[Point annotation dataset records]
start
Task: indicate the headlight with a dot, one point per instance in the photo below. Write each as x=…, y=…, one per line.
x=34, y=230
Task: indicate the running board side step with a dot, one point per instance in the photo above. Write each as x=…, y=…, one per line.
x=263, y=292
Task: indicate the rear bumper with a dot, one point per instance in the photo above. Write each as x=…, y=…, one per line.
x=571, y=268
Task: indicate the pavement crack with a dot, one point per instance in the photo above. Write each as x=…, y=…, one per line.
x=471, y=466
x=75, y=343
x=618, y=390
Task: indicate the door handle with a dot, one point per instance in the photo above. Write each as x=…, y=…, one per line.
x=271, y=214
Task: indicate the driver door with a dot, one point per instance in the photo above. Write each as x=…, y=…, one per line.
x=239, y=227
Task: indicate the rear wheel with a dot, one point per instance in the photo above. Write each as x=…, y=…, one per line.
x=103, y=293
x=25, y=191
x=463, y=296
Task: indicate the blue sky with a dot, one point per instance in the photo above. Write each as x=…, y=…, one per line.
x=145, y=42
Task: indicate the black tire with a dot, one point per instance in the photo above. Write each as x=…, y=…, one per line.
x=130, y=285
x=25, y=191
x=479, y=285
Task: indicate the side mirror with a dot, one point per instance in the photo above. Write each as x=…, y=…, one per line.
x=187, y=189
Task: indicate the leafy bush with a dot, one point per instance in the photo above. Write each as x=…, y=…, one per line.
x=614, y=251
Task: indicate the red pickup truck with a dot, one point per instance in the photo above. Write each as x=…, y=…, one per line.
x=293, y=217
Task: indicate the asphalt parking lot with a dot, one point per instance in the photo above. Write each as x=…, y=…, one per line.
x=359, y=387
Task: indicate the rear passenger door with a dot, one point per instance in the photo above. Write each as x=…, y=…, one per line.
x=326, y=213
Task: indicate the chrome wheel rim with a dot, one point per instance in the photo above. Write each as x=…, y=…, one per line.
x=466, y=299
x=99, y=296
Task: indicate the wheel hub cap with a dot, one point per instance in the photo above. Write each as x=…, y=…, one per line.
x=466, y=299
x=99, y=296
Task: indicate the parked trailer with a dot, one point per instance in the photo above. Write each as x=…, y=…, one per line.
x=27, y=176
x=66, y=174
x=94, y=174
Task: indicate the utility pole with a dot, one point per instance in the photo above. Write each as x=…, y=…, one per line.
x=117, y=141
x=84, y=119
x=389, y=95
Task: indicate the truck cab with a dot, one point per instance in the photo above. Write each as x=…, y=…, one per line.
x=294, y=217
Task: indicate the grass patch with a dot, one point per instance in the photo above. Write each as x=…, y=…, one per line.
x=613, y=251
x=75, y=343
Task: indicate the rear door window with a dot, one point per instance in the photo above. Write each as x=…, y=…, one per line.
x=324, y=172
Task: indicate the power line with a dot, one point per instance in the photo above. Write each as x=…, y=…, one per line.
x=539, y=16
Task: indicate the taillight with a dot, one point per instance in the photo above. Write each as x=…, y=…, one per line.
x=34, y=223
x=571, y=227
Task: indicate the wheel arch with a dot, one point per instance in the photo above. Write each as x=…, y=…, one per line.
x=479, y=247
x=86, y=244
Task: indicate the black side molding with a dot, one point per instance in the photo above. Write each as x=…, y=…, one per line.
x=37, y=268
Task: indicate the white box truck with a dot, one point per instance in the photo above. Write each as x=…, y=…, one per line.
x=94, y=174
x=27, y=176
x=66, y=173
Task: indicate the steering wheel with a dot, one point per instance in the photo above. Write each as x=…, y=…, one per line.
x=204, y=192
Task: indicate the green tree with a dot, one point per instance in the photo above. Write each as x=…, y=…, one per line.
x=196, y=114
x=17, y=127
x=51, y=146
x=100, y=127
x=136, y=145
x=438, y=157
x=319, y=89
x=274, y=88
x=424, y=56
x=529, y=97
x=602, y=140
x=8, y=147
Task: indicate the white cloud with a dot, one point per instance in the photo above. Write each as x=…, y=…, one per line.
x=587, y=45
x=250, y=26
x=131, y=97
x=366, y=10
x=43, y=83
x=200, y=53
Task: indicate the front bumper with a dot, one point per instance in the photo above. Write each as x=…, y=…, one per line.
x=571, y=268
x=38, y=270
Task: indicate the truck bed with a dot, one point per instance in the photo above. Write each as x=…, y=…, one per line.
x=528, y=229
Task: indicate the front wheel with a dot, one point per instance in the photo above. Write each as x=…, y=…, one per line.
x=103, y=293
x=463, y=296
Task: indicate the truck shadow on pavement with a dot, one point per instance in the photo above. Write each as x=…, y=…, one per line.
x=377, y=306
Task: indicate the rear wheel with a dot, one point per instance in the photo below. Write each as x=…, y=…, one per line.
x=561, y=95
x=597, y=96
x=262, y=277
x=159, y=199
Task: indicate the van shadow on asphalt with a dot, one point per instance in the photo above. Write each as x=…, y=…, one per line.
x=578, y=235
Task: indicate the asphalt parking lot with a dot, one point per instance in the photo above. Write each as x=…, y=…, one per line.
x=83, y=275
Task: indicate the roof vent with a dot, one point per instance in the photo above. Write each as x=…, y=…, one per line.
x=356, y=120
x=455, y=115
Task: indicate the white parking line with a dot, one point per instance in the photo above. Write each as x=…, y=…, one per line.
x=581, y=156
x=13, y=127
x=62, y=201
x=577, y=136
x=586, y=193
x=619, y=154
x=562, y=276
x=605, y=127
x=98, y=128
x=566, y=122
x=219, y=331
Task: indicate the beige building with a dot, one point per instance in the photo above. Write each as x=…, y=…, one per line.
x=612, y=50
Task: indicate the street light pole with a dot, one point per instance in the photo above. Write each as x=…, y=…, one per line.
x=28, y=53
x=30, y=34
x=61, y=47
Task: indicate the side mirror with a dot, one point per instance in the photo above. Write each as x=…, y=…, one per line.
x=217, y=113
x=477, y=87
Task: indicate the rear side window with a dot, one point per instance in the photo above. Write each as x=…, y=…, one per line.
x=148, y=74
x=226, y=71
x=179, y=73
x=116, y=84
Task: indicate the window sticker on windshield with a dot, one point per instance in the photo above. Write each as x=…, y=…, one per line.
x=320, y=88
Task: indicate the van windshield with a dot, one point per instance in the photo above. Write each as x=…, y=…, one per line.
end
Task prompt: Rewrite all of the material above, replacing every "indicate" with "mark" and leaving everything else unchanged.

Worked solution:
Task: mark the headlight with a dot, one point per instance in the photo below. Write each as x=…, y=…, one per line.
x=34, y=230
Task: mark the running board side step with a dot, one point per instance in the photo above. Write each as x=…, y=…, one per line.
x=263, y=292
Task: mark the rear bumper with a dot, one point per instance in the photo above. Write each as x=…, y=…, one per line.
x=571, y=268
Task: mark the pavement crack with a dot, one point per instance in the photo above. Write each as x=…, y=…, one per line.
x=471, y=466
x=75, y=343
x=618, y=390
Task: mark the door handle with a dot, one point per instance in the photo above. Write each as x=…, y=…, one per line.
x=271, y=214
Task: mark the driver door with a dot, one point per instance in the photo above. Write each as x=…, y=…, one per line.
x=239, y=227
Task: mark the rear wheel with a dot, one point per instance in the photo above. Write each as x=…, y=…, one per line.
x=103, y=293
x=25, y=191
x=463, y=296
Task: mark the blue sky with a dot, one point per instance in the photo above. Write each as x=…, y=…, one per line.
x=145, y=42
Task: mark the black tire with a dot, one point per instance in the photo above. Write each as x=…, y=…, one per line.
x=130, y=285
x=25, y=191
x=479, y=285
Task: mark the side mirror with a dot, one point per instance in the photo above. Write each as x=…, y=…, one per line.
x=187, y=189
Task: mark the leafy bush with a dot, one point per instance in the photo above. Write each as x=…, y=…, one per line.
x=614, y=251
Task: mark the red pickup truck with a dot, one point per instance in the photo above. Write each as x=…, y=…, one per line.
x=293, y=217
Task: mark the asphalt parking lot with a dot, one point per instance in the photo above. Write each as x=…, y=…, one per line.
x=359, y=387
Task: mark the rear passenger door with a dot, one point per instance in the photo above. Write each as x=…, y=…, one per line.
x=326, y=213
Task: mark the chrome wheel rim with a dot, one point per instance in the photo above. Write each as x=…, y=…, one per line.
x=466, y=299
x=99, y=296
Task: mark the wheel hub cap with a dot, one point per instance in the photo above. Write each as x=…, y=…, one per line.
x=466, y=299
x=99, y=296
Task: mark the parked trailer with a dot, one point per instance in the photo above. Write each as x=…, y=…, one per line.
x=27, y=176
x=66, y=174
x=94, y=174
Task: mark the utility pole with a dot, one point per instance in the photo above. Write each as x=…, y=…, one per line.
x=117, y=141
x=84, y=119
x=389, y=95
Task: mark the truck cab with a dot, one point per instance in the photo above. Write each as x=…, y=…, one per line.
x=294, y=217
Task: mark the grass patch with a dot, one point per instance in the photo above. Write each as x=…, y=…, one per line.
x=613, y=251
x=75, y=343
Task: mark the rear door window with a dot, one point per instance in the photo above. Write each as x=…, y=…, one per line.
x=324, y=172
Task: mark the power line with a dot, one point per instance in the photo above. Write each as x=…, y=…, one per line.
x=539, y=16
Task: mark the taillight with a dot, one point per instance in the photo above. Write each as x=…, y=…, one per line.
x=34, y=223
x=571, y=227
Task: mark the wheel arch with a dot, one point per instance in the photo above. Write each as x=…, y=…, one per line.
x=479, y=247
x=86, y=244
Task: mark the black side molding with a dot, one point per instance in the photo above. Write each as x=…, y=…, one per line.
x=37, y=268
Task: mark the white box truck with a dot, one point per instance in the photo above. Write each as x=…, y=…, one per line.
x=94, y=174
x=27, y=176
x=66, y=173
Task: mark the steering wheel with a dot, one point per instance in the photo above. Write each as x=…, y=…, one per line.
x=204, y=192
Task: mark the green tree with a dot, one point per instance in the photo above. Write each as x=…, y=…, one per line.
x=196, y=114
x=17, y=127
x=51, y=146
x=100, y=127
x=136, y=145
x=438, y=157
x=319, y=89
x=274, y=88
x=424, y=56
x=529, y=97
x=602, y=140
x=8, y=147
Task: mark the white cloud with a dot, one point per instance in the photo above. Write each as x=…, y=…, one per line.
x=587, y=45
x=250, y=26
x=131, y=97
x=366, y=10
x=43, y=83
x=200, y=53
Task: mark the front bumper with a dot, one point per instance in the photo above. Write each as x=…, y=…, one per line.
x=571, y=268
x=38, y=270
Task: mark the truck bed with a dot, one point per instance in the photo above. Write each as x=…, y=…, one per line.
x=528, y=229
Task: mark the front wheel with a dot, one point per instance in the photo above. Write each as x=…, y=…, one per line.
x=103, y=293
x=463, y=296
Task: mark the truck shadow on pavement with a dot, one point per instance in the photo above. Write each as x=…, y=…, one per line.
x=377, y=306
Task: mark the rear wheel with a dot, one point per instance in the photo below. Write each as x=…, y=…, one per line.
x=561, y=95
x=597, y=96
x=262, y=277
x=159, y=199
Task: mark the van shadow on asphalt with a dot, one point per instance in the photo above. Write each as x=…, y=…, one per line.
x=578, y=235
Task: mark the asphalt parking lot with a dot, one point per instance in the photo above. Write each as x=…, y=…, one per line.
x=83, y=275
Task: mark the roof vent with a dot, one point per instance in the photo above. Write each as x=…, y=…, one per line.
x=356, y=120
x=455, y=115
Task: mark the white parking line with a dot, one point per instance in the photo above. Write each as x=…, y=…, one per line.
x=581, y=156
x=13, y=127
x=62, y=201
x=577, y=136
x=586, y=193
x=619, y=154
x=562, y=276
x=605, y=127
x=98, y=128
x=566, y=122
x=219, y=331
Task: mark the beige building with a dot, one point per instance in the photo above. Write each as x=…, y=…, one per line.
x=612, y=50
Task: mark the street light pole with a dot, one point per instance in the photo above. Write each as x=…, y=…, one per line.
x=28, y=53
x=30, y=34
x=61, y=47
Task: mark the side mirror with a dot, one point per instance in the photo above. Write each as x=…, y=…, one per line.
x=217, y=113
x=477, y=87
Task: mark the rear side window with a dot, one point per instance in the photo above. Write each as x=…, y=…, one per line.
x=148, y=74
x=226, y=71
x=179, y=73
x=116, y=84
Task: mark the window sticker on windshield with a dot, one point per instance in the photo above. Write each as x=…, y=…, one per line.
x=320, y=88
Task: mark the van windshield with a dot, one point per instance in the photo above. Write each as x=…, y=…, one per line.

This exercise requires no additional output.